**JOB:** Copy the data below line for line, changing nothing.

***** INPUT RECORDS *****

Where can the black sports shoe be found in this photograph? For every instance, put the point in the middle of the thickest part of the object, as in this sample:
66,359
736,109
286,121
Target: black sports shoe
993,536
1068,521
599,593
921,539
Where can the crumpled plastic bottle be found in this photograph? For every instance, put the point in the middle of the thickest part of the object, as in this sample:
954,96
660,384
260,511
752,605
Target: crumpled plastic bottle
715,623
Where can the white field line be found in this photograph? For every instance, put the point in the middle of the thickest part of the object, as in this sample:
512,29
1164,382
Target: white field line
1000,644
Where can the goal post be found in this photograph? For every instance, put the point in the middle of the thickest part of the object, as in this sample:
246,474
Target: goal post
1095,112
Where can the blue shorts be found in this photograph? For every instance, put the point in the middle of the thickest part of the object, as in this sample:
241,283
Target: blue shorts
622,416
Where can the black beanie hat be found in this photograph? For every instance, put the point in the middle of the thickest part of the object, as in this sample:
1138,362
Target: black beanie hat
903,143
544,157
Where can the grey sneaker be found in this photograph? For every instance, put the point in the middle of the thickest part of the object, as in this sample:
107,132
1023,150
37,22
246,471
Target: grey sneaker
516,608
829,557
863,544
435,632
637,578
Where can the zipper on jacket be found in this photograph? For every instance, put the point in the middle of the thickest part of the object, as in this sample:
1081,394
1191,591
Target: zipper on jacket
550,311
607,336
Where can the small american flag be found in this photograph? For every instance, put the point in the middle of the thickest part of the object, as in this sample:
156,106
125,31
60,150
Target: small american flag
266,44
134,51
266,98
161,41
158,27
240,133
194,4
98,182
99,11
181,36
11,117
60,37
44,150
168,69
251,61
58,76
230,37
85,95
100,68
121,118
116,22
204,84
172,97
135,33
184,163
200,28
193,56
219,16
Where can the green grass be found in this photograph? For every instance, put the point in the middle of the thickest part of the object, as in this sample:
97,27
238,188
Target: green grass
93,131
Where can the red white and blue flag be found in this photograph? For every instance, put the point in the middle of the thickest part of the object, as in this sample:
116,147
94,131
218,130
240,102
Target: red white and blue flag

*****

**RESULT BELOW:**
Where can the black sports shoe be found in this photograph? For every instance, put the point in the middle of the thickest part of the object, as in this sample:
66,359
736,109
286,121
Target: black sports shoe
993,536
1068,521
599,593
921,539
Where can the crumpled plastic bottle be found in this photograph? For every instance, put the point in the middle of the thickest part of the object, as in this sample:
954,96
660,384
260,511
752,605
Target: crumpled plastic bottle
715,623
Where can the white field line be found in this photograph? For every instance, put the point in the middle of the thickest part of the object, as in this sample:
512,29
1164,382
Target: white field line
1000,644
Where can the goal post be found in this photograph? For every instance, put the point in the middle of the thickest part of the object, as in this sample:
246,474
Target: goal post
1095,112
Where can the blue shorts be found in this photograph? For every instance, put the point in the middle of the thickest part of the object, as in this sample:
241,283
Target: blue shorts
622,416
Where can the black beanie hat be found in this photograph? For every instance, put the point in the middle of the thickest part of the object, as in this sample:
1138,362
Target: black beanie hat
903,143
544,157
Where can the grey sneaker be found in this photograph? For every instance, put the point in the middle of the thickest part of the object, as in this sample:
107,132
1023,150
37,22
246,471
Target: grey sneaker
516,608
829,557
863,544
435,632
637,578
Where can the zipper on jacket be found in this photograph? For every instance, put the point in the middle of the thickest part of the object, as in this sample:
1081,394
1191,591
Target: zipper on jacket
550,311
607,336
Where can the small american flag be found in this photograph? For every instance, put the point in the middle of the thickest part of the object, as in this sample:
156,106
125,31
60,150
Target: small american flag
266,44
134,51
266,98
161,41
158,27
240,133
194,4
98,182
99,11
181,36
11,117
60,37
44,150
168,69
251,61
58,76
230,37
85,95
100,68
121,118
116,22
204,84
172,97
135,33
184,163
200,28
193,56
219,16
Where can the green grass be found in this photograph? For every instance, put the point in the middle of the thickest part of the object, as in this sample:
97,27
238,188
Target: green grass
93,131
Where can the red white and blue flag be found in this photograph? For every instance, put the point in the middle of the thickest part of the object, as in this sample:
116,147
94,131
218,130
240,102
Target: red white and blue flag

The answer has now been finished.